• Your objective:
Every line from the one containing "Target: toddler's face" through the end of the data is to be copied exactly, and nothing outside that range.

----

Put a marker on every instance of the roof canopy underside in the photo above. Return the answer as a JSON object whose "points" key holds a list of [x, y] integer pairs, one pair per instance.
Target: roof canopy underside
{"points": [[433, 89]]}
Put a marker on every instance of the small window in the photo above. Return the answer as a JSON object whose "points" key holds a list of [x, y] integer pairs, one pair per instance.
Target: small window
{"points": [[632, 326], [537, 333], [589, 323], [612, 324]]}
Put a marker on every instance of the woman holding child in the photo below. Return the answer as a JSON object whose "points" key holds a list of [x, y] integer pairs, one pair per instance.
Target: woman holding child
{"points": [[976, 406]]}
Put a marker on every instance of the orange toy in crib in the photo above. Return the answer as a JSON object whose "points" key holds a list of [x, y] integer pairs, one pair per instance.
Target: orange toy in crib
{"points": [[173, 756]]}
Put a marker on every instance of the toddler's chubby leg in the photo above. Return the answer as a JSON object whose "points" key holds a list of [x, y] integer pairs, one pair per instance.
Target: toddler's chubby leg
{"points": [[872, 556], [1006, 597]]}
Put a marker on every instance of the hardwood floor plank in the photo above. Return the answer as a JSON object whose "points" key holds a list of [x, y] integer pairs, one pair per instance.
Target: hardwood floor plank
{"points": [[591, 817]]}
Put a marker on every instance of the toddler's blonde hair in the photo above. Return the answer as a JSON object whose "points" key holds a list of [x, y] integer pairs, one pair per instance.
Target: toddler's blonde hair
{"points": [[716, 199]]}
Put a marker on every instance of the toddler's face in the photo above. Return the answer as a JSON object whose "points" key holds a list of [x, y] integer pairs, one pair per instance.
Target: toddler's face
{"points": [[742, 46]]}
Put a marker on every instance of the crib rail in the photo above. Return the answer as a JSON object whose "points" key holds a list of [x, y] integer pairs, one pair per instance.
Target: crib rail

----

• Output below:
Target: toddler's face
{"points": [[742, 46]]}
Put a marker on every instance of the crib rail in the photo above. Return the answer as a JSON object whose "points" key holds a list of [x, y] integer pairs, one pair per instance.
Target: crib rail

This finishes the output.